## Exercise directions
Would it be possible to quote, exactly and in full, the lines from the one with "Please place a point on the seaweed" through the end of the entries below?

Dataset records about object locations
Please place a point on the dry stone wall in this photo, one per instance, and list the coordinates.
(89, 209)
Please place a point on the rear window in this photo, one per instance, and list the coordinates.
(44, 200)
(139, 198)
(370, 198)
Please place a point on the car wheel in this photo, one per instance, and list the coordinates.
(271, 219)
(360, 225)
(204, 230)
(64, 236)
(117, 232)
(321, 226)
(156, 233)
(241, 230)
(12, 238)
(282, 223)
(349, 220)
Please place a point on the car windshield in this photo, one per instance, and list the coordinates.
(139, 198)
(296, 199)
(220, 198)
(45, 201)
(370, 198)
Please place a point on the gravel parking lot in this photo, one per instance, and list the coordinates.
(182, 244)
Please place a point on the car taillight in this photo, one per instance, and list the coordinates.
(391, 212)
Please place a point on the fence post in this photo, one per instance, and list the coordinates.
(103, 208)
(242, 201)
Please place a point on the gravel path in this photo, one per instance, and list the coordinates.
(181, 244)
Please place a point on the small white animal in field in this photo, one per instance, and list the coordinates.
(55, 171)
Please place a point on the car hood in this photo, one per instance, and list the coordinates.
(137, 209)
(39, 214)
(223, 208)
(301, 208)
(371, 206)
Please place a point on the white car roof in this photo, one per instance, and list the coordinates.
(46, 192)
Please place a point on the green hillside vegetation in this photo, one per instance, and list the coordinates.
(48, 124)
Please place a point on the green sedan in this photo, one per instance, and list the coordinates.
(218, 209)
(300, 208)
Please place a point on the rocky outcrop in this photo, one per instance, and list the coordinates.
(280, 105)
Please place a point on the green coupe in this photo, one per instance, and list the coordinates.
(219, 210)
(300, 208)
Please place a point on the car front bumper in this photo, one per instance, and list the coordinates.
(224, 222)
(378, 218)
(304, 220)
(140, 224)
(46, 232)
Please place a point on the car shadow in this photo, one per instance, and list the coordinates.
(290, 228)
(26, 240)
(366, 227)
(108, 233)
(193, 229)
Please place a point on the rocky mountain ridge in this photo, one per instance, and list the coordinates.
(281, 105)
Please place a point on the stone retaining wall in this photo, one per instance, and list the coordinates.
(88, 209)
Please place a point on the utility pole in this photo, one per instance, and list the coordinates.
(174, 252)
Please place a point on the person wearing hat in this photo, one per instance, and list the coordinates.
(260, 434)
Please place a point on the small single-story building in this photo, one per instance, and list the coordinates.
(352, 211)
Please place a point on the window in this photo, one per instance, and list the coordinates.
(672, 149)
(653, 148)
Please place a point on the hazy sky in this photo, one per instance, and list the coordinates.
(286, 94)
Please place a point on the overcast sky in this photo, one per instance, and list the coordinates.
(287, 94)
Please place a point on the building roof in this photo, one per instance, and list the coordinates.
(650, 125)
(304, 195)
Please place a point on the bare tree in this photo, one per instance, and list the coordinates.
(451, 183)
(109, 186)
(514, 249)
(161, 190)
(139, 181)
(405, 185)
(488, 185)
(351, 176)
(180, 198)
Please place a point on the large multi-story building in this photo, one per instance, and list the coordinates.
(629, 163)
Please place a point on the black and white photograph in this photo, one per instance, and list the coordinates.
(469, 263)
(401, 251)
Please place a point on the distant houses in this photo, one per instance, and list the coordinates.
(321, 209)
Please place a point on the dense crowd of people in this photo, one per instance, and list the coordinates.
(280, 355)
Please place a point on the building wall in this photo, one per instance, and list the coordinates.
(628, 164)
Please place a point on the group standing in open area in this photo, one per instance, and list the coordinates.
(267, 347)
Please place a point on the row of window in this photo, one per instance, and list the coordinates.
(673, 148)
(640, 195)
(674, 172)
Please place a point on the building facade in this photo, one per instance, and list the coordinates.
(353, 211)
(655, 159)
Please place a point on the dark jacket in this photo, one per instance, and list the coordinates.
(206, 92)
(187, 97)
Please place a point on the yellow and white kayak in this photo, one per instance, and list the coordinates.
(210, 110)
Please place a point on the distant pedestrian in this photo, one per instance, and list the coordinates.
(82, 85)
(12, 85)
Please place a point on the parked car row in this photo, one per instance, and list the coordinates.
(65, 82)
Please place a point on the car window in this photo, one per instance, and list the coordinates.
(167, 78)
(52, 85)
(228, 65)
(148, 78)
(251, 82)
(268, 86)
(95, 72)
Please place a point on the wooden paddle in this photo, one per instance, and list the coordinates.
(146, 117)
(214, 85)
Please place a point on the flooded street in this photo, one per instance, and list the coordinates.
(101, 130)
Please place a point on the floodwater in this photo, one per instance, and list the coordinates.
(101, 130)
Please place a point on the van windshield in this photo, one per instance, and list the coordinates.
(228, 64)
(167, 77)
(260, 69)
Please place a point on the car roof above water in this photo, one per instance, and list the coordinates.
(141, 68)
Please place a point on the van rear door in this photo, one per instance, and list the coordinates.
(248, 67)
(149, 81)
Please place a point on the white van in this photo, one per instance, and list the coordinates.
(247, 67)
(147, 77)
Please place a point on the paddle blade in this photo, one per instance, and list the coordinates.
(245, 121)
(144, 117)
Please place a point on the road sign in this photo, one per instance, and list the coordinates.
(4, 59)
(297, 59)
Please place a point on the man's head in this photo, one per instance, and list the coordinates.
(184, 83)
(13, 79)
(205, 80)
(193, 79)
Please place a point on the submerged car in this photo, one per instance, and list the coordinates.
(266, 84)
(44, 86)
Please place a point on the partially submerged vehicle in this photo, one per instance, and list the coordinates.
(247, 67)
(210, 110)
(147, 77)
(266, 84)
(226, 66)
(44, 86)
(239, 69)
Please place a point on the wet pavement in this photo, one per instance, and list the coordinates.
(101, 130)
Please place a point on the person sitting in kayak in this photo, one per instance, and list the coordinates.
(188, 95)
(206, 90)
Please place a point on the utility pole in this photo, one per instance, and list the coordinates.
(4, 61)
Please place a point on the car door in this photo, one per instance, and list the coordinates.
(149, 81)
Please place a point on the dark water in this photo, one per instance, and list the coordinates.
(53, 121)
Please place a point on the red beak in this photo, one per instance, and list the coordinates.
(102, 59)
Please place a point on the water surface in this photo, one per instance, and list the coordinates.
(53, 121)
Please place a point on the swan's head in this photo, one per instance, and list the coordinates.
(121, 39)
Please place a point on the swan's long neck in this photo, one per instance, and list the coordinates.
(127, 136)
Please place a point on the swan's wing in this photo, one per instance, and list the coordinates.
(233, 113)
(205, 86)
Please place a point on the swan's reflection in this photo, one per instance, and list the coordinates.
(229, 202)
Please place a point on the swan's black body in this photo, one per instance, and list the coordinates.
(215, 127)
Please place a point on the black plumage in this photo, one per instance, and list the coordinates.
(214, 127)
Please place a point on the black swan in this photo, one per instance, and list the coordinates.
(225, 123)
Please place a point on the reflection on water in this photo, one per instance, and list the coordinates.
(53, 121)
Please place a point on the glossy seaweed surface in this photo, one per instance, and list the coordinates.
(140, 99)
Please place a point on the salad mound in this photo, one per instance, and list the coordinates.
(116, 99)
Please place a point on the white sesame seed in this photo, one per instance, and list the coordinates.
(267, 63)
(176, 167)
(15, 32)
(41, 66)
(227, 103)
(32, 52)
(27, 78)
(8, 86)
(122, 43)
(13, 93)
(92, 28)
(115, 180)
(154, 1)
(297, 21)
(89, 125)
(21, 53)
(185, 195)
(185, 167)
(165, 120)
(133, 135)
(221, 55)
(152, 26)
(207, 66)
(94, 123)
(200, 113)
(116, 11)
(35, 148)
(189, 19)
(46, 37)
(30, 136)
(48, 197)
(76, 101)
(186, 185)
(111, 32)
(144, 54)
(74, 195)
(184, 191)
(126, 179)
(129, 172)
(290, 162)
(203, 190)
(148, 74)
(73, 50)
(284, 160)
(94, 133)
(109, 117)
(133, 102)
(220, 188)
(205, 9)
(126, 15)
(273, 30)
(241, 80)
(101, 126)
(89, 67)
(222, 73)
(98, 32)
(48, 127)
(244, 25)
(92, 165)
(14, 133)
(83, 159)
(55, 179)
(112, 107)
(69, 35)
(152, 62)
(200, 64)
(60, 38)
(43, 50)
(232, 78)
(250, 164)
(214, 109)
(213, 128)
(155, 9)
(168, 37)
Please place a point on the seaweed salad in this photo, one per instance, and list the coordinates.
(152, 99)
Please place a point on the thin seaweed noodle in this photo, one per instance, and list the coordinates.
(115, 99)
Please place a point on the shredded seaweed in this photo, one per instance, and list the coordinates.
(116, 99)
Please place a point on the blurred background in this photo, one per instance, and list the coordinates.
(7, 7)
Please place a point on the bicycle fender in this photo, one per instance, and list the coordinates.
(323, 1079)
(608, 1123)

## Response to the exercise
Please place a point on the seaweed salad in this photo, one per instance, and list the coordinates.
(152, 99)
Please place a point on the thin seaweed noodle in this photo, one per instance, and list the coordinates.
(115, 99)
Please place a point on the shredded seaweed in this photo, one per instance, and list the coordinates.
(116, 99)
Please place a point on the blurred background in this photo, one per instance, and list the coordinates.
(7, 7)
Please place a point on the bicycle fender in this photo, one per instance, and list the coordinates.
(323, 1079)
(608, 1123)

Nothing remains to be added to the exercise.